_Problem details:_
Exactly reproduce the line that contains "Where, specifically, does the nose" and all lines after it in the entries below, through the very last line.

** Opening Provided entries block **

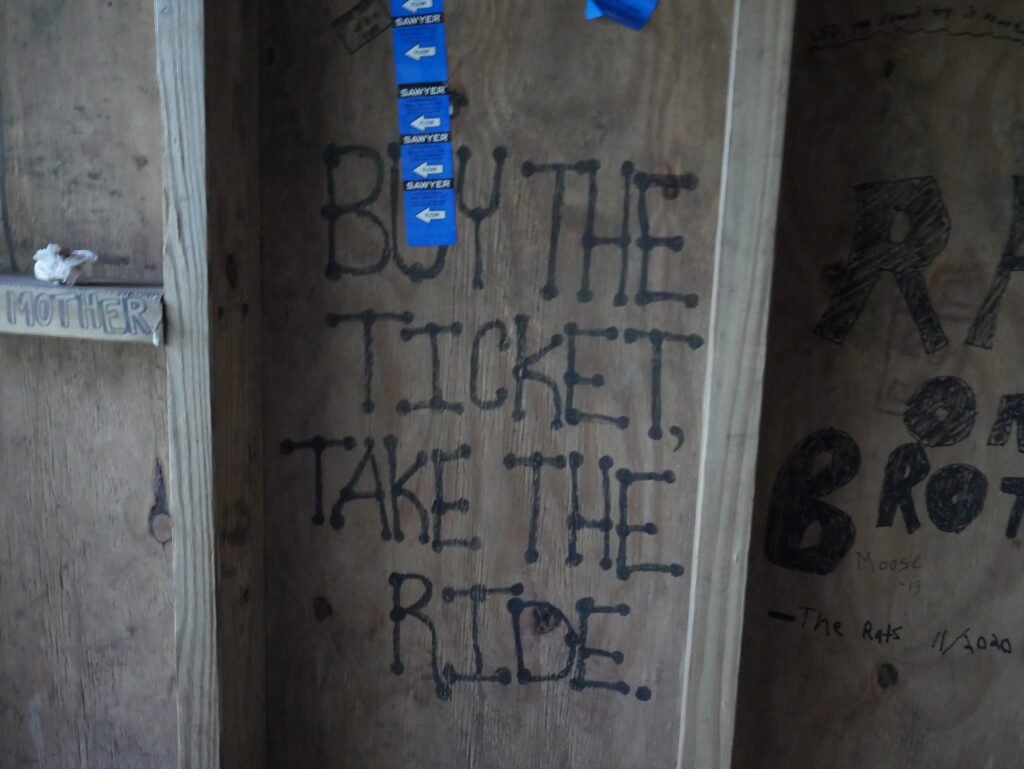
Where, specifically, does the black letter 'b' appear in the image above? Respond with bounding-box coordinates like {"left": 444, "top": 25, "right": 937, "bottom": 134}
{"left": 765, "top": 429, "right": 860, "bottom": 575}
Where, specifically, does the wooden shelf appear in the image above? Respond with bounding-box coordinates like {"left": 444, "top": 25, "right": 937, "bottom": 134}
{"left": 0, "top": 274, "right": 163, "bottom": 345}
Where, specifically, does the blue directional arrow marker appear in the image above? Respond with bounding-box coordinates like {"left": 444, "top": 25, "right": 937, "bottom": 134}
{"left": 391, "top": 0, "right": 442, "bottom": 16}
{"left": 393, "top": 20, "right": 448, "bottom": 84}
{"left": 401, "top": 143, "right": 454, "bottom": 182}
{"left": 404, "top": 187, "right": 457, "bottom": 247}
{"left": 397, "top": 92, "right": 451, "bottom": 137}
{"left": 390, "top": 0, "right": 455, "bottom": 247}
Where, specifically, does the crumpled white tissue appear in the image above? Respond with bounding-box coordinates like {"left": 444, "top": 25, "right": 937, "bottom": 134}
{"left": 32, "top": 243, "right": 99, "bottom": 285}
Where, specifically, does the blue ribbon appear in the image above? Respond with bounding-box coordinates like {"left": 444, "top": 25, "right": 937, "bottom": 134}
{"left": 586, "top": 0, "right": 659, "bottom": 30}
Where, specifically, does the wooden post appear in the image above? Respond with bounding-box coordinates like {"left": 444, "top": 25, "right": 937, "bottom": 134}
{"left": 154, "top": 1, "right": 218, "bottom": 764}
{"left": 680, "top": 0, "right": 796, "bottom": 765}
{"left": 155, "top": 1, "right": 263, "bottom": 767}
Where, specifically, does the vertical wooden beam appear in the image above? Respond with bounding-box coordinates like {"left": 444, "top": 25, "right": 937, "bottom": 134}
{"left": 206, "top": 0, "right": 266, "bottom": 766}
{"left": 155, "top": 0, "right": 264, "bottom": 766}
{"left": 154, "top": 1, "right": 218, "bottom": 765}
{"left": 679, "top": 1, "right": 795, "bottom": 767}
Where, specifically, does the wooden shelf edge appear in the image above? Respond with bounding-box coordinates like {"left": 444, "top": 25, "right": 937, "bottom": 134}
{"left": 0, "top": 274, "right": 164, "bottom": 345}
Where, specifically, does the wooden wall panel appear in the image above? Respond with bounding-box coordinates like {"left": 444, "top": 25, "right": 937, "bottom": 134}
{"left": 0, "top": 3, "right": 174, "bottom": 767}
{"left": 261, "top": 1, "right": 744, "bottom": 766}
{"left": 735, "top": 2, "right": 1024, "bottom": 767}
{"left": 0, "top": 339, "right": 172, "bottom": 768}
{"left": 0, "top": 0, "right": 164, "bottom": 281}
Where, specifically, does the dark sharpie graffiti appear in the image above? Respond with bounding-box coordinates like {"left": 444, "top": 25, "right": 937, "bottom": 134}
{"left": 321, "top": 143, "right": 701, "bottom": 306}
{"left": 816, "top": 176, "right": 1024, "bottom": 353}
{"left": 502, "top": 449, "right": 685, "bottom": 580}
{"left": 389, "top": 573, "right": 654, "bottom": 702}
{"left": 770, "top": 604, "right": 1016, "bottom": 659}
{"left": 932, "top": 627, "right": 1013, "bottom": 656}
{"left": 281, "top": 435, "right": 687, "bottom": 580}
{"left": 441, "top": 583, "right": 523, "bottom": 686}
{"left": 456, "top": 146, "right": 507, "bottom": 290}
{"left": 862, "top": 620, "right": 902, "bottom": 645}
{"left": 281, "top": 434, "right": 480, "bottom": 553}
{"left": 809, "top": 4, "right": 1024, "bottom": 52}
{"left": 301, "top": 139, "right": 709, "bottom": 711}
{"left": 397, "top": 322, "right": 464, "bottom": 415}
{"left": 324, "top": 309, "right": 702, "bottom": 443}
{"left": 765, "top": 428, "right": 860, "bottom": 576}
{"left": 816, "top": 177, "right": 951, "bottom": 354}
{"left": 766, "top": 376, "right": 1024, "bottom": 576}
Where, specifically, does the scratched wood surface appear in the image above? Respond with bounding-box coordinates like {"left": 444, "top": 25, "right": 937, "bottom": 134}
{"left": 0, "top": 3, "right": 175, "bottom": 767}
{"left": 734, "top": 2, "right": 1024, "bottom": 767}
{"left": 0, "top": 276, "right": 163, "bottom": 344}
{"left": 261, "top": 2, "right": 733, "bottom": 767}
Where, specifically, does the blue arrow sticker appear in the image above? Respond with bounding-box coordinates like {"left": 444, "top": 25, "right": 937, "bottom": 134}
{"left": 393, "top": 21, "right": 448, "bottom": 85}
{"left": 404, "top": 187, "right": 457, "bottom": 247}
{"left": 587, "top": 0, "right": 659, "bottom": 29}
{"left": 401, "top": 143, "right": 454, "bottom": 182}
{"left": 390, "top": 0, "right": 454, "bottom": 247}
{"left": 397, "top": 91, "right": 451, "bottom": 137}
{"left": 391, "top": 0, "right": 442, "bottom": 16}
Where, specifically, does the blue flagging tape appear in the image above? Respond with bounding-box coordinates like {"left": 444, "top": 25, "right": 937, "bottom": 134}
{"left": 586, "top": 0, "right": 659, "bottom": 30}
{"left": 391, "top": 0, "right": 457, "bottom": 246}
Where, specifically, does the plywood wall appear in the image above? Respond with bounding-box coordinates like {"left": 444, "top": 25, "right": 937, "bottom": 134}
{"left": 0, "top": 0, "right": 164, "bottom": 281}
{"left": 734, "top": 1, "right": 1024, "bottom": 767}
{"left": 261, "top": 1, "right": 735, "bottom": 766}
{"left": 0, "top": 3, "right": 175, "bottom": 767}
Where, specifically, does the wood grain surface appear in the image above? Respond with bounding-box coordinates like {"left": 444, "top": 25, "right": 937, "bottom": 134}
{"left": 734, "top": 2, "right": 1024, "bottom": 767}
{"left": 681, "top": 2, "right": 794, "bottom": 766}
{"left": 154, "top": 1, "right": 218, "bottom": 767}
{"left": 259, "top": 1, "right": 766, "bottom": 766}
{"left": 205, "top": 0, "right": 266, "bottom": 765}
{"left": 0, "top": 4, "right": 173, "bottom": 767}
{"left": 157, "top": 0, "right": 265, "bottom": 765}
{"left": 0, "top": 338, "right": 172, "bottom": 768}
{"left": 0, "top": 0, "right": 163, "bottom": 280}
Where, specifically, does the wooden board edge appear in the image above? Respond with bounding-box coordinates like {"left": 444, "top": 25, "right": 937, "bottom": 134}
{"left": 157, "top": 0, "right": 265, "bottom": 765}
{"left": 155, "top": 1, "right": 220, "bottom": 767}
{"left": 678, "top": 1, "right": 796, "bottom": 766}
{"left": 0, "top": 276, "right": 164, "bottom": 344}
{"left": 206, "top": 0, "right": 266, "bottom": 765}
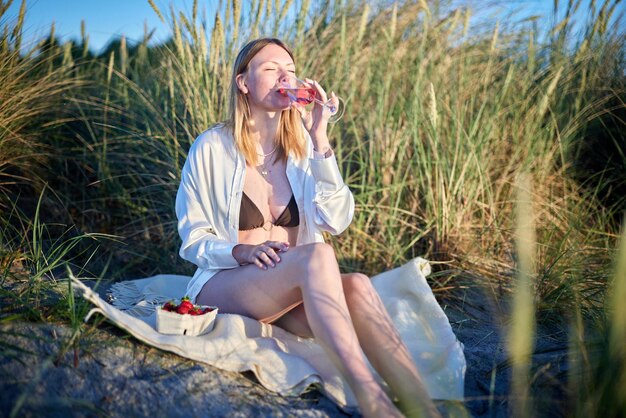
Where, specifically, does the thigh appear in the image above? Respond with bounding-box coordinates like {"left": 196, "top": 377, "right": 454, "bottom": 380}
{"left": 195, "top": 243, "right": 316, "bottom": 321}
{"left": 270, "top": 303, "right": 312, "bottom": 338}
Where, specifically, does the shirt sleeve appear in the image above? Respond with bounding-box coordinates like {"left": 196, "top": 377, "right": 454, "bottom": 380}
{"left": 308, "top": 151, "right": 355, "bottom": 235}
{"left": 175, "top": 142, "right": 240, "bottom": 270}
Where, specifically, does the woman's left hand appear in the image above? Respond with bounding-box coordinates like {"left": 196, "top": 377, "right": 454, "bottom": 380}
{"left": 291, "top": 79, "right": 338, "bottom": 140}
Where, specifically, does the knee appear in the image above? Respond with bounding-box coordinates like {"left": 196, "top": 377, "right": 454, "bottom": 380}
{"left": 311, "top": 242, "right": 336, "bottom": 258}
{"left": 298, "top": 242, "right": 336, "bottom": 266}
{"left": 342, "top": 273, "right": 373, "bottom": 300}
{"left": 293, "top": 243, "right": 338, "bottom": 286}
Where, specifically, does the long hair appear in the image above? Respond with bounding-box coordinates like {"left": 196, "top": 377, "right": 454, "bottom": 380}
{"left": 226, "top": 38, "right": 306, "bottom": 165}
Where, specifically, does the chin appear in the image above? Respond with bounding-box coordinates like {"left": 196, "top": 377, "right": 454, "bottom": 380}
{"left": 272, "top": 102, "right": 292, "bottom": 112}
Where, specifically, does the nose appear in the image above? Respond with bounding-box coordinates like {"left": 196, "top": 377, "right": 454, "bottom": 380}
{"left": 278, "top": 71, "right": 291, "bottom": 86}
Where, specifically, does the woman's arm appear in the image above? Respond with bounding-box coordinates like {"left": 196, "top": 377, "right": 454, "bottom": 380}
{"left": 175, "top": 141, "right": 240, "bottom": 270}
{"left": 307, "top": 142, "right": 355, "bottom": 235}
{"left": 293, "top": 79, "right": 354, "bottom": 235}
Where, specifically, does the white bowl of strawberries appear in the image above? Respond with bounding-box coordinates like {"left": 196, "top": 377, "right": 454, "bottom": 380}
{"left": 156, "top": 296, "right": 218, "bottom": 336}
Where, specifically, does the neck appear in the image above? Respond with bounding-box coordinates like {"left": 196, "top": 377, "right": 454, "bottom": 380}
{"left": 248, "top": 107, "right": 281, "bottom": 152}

** Closing Provided entries block **

_Written reply:_
Where, specifically, does the nose appear in the image above? Respond with bounding-box coordinates like {"left": 196, "top": 377, "right": 454, "bottom": 380}
{"left": 278, "top": 71, "right": 291, "bottom": 86}
Where, specifically, does the woman's arm appear in the image above? Respond with bounding-box coordinates like {"left": 196, "top": 377, "right": 454, "bottom": 380}
{"left": 175, "top": 141, "right": 240, "bottom": 270}
{"left": 307, "top": 142, "right": 355, "bottom": 235}
{"left": 293, "top": 79, "right": 354, "bottom": 235}
Where, specifically, does the white bowl of strawberries appear in the image above? Respond with bounding-box coordinates like {"left": 196, "top": 377, "right": 454, "bottom": 380}
{"left": 156, "top": 296, "right": 218, "bottom": 336}
Where, specifically, does the neck appear in the image above? Respond with bounding-box coordinates like {"left": 196, "top": 377, "right": 454, "bottom": 380}
{"left": 248, "top": 107, "right": 281, "bottom": 152}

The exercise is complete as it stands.